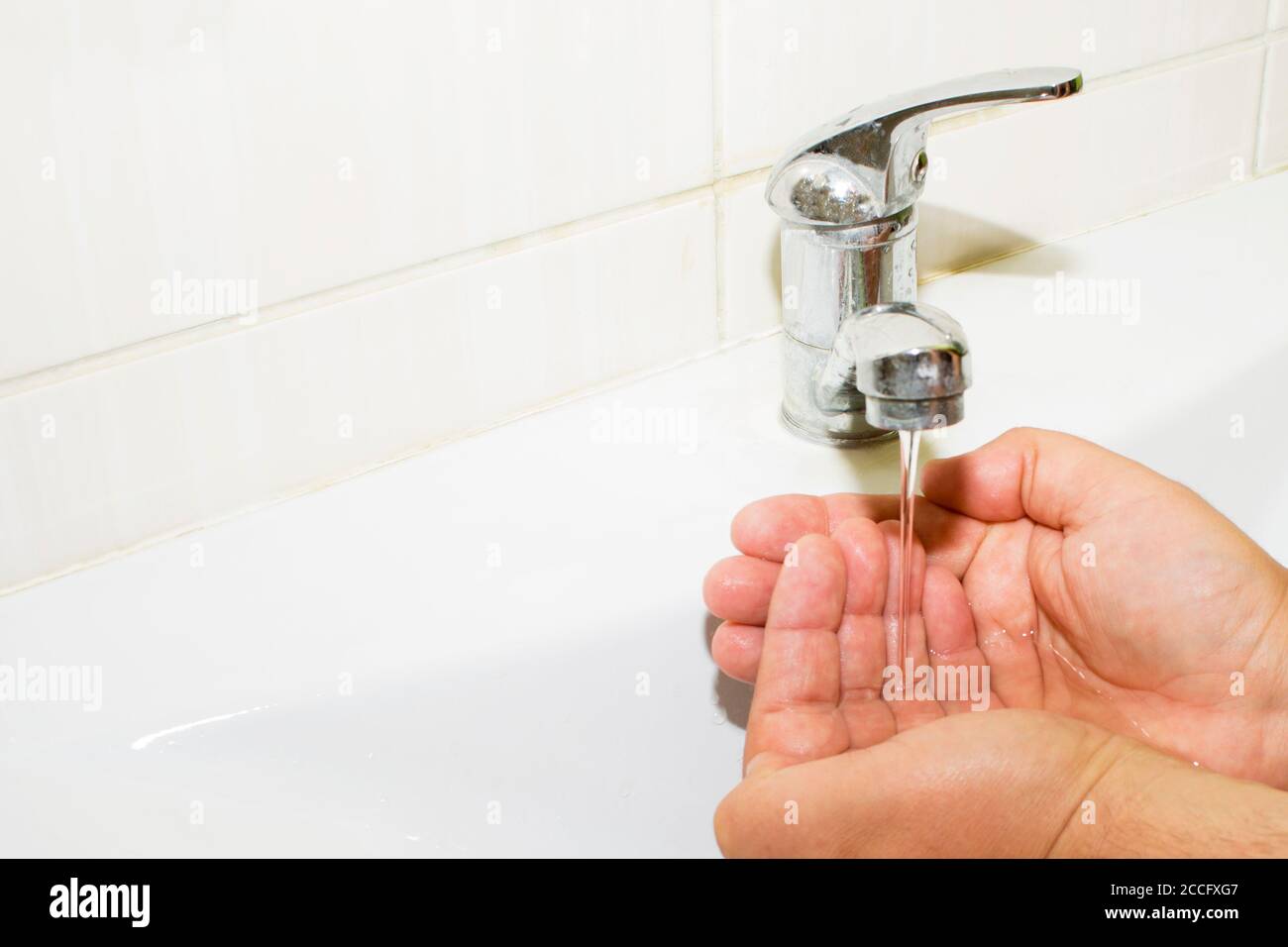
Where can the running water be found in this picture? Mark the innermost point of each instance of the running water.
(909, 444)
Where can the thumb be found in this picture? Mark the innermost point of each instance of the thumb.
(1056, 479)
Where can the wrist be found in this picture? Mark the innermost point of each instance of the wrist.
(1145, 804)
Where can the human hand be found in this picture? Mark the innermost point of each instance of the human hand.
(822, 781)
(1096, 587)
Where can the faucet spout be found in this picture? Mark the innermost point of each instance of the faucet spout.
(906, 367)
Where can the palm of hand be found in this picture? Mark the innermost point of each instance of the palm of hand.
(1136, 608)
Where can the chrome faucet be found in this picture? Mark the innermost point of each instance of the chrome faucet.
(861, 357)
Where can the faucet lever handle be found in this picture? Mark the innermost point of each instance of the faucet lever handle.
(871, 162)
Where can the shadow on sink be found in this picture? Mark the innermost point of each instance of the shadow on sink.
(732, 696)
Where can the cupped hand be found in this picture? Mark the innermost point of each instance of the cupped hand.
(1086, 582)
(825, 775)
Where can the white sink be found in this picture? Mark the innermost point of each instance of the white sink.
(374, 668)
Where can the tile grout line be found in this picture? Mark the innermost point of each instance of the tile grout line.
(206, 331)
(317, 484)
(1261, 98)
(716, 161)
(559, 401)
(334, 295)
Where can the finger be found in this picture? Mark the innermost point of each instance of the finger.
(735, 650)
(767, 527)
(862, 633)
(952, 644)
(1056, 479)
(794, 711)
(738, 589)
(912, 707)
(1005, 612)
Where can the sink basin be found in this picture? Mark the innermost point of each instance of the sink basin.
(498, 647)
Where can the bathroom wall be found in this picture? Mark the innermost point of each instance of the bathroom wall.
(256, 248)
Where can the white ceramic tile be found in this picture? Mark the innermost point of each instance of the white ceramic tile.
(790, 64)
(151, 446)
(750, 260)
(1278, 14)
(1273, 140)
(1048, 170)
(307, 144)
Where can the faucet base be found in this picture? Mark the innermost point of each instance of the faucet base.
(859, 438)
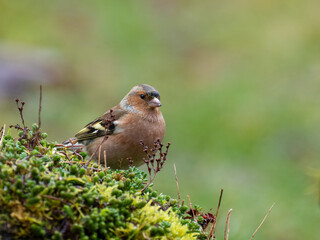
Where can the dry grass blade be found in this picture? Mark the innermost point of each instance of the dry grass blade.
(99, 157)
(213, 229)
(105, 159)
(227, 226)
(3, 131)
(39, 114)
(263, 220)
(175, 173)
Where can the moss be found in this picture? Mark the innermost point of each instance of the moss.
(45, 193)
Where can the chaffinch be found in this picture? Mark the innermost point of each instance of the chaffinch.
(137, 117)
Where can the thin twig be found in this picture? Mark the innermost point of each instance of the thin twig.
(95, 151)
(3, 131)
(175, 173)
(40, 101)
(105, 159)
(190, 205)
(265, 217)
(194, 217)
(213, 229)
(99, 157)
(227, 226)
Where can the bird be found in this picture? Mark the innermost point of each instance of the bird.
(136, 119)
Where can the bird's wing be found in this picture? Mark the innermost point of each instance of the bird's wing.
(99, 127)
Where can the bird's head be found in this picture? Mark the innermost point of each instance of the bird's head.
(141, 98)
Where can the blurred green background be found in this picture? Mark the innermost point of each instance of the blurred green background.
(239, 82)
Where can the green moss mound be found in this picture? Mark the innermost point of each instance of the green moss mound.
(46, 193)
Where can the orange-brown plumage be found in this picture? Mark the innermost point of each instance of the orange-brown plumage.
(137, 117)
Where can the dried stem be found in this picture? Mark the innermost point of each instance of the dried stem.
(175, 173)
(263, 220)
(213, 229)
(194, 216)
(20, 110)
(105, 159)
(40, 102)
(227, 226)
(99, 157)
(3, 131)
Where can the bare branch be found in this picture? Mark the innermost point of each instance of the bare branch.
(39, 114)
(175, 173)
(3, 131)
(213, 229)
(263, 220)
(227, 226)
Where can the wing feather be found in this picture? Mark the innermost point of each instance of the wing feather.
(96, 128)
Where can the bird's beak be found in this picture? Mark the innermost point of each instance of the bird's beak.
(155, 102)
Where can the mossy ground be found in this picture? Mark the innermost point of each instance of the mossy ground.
--------
▶ _TASK REQUIREMENTS_: Would you return the data exactly as written, without the pictures?

▶ _RESPONSE_:
Where can the running water be found in this picture? Mark the innermost point of each instance of the running water.
(909, 444)
Where can the thumb be found in this picture? Mark the innermost point of each instance of the thumb.
(1056, 479)
Where can the wrist be found in this picture? Mark the innermost point of each instance of the wrist.
(1145, 804)
Where can the human hand be found in this picture? Mark the innermost point of each instance of the human hand.
(822, 781)
(1096, 587)
Where can the faucet spout be found in this picture? Mark the innermost point of each instance of the faucet spout.
(906, 367)
Where can the palm of hand be found in this picture? Mark the innermost point of each instance of the palm of hand.
(1136, 608)
Where can the chrome faucet be found in this picture? Mark the innermost point of each instance of the chrome faucet.
(861, 357)
Where can the faucet lever handle be found in this picture? Mark the innermost point of each instance of the faucet lever handle.
(871, 162)
Where can the shadow on sink be found in this picture? Mark the innermost point of each instance of the shadow on sink.
(732, 696)
Where can the cupped hand be found in this picture? Mark the innermost point of each instance of the cupped hand.
(1086, 582)
(825, 775)
Where can the white sink be found in this picture? Mark the innermost point of each instance of the white sink.
(374, 668)
Where can the tile grout line be found in this picture? Mark the innermost point of each instance of the tile grout line.
(206, 331)
(317, 484)
(1261, 98)
(716, 161)
(559, 401)
(334, 295)
Where can the finger be found in this picture? Mark the innermost point of each instance of the finger.
(735, 650)
(767, 527)
(862, 633)
(952, 644)
(1056, 479)
(794, 711)
(738, 589)
(912, 707)
(1005, 612)
Where can the sink basin be found in this picture? Mark the innermost point of each instance of the sink basin.
(498, 647)
Where can the bathroom wall be found in this picture? Mark the innermost point of each instance of the bathroom wall.
(256, 248)
Where can the white ceramic tile be found in this picture? Mark the innermost point of each instance of the white ceramic tile.
(790, 64)
(151, 446)
(750, 260)
(1278, 14)
(1273, 140)
(1048, 170)
(307, 144)
Where can the faucet base be found in this picture? Mark the innermost point of each instance of the faucet base.
(859, 438)
Where can the dry grass blade be found in this picture? Mark the innermost point of each instance of the dry grass blade.
(99, 157)
(213, 229)
(105, 159)
(227, 226)
(3, 131)
(39, 114)
(263, 220)
(175, 173)
Where can the moss be found in this picture? Mark the innermost point of each instance of the moss.
(45, 193)
Where can the chaffinch be found in this picture? Mark the innermost point of each instance of the chaffinch.
(137, 117)
Where can the thin twig be found in this picture? Mark the innermost point of each instance of the thin twig.
(95, 151)
(3, 131)
(175, 173)
(40, 101)
(105, 159)
(190, 205)
(265, 217)
(194, 217)
(213, 229)
(99, 157)
(227, 226)
Where can the bird be found in this picture? Mark the innermost point of each instance of the bird.
(136, 119)
Where can the bird's wing be found in this picture? Mark the innermost point of each instance of the bird's wing.
(99, 127)
Where can the bird's head be found in this picture? Mark the innermost point of each instance of the bird's head.
(141, 98)
Where can the blurred green background be found in this picture? Mark the innermost point of each instance of the blurred green background.
(239, 82)
Where can the green moss mound be found in this picture? Mark the innermost point of each instance of the green moss mound.
(46, 193)
Where can the orange-brown plumage be found in this picture? Mark the innermost point of each instance of the orange-brown plumage.
(137, 117)
Where can the dried stem be found in this picture? Mark the innermost point of each instance of the dried stem.
(175, 173)
(263, 220)
(213, 229)
(194, 216)
(20, 110)
(105, 159)
(40, 102)
(227, 226)
(99, 157)
(3, 131)
Where can the bare branch be found in this picture? Mark the innermost point of each instance of the bare branch.
(39, 114)
(175, 173)
(3, 131)
(213, 229)
(263, 220)
(227, 226)
Where can the wing feather be found in this picture? Mark the innermost point of each instance of the wing feather.
(96, 128)
Where can the bird's beak be found in this picture? Mark the innermost point of each instance of the bird's beak.
(155, 102)
Where can the mossy ground be found in this picture? Mark the innermost point of each instance of the mossy ground.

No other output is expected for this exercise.